* _課題_: 「Please locate the steep」を含む行から「Please locate the rocky cliff」を含む行までの部分だけを、「hillside」を「slope」に差し替えて書き直せ。それ以外は一字も変えないこと。
· · · · ·
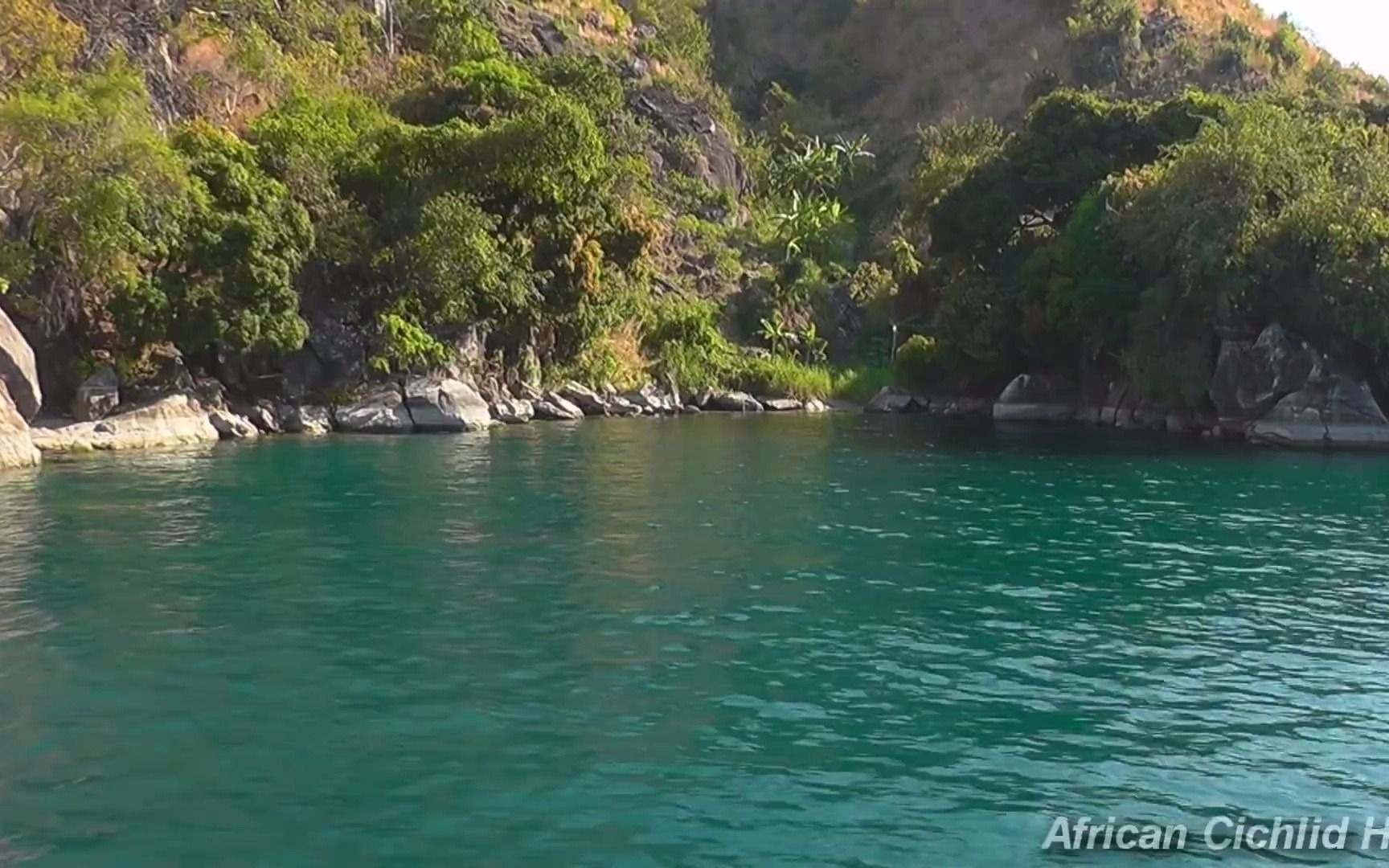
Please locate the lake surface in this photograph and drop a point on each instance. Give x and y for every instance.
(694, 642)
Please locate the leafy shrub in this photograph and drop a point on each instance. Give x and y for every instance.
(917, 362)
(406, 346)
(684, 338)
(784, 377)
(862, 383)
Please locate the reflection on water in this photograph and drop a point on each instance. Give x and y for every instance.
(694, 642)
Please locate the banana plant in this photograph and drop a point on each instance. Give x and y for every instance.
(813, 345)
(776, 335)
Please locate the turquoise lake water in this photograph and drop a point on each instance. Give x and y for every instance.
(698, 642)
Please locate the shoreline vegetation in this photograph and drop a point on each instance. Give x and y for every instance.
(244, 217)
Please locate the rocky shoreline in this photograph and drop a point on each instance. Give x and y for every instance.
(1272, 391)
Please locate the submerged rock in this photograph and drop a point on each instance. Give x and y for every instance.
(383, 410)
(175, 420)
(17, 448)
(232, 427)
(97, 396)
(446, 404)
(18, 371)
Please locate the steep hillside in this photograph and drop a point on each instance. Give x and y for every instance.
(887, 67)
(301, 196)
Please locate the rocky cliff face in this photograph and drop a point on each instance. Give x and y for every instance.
· · · · ·
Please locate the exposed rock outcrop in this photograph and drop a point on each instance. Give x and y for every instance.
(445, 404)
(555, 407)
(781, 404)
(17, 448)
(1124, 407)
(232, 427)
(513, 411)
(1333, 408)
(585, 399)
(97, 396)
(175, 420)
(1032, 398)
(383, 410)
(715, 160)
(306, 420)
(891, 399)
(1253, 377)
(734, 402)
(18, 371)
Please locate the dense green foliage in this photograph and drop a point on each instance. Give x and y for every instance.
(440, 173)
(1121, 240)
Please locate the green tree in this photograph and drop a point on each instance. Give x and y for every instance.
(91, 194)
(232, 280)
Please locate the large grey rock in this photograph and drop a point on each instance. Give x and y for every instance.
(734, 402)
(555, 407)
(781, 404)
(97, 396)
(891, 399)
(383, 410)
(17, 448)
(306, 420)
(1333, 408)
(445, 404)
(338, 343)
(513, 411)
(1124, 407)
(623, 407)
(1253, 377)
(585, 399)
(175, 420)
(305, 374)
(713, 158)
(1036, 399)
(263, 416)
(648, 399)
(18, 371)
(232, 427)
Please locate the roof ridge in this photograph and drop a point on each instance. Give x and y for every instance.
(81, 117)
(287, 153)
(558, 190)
· · · · ·
* _記述解答_:
Please locate the steep slope in this photograph and drop a point on each instance. Give x and y for every instance.
(887, 67)
(301, 196)
Please locate the rocky cliff face in this photograph and drop a point on each instance. Give x and y for every instance.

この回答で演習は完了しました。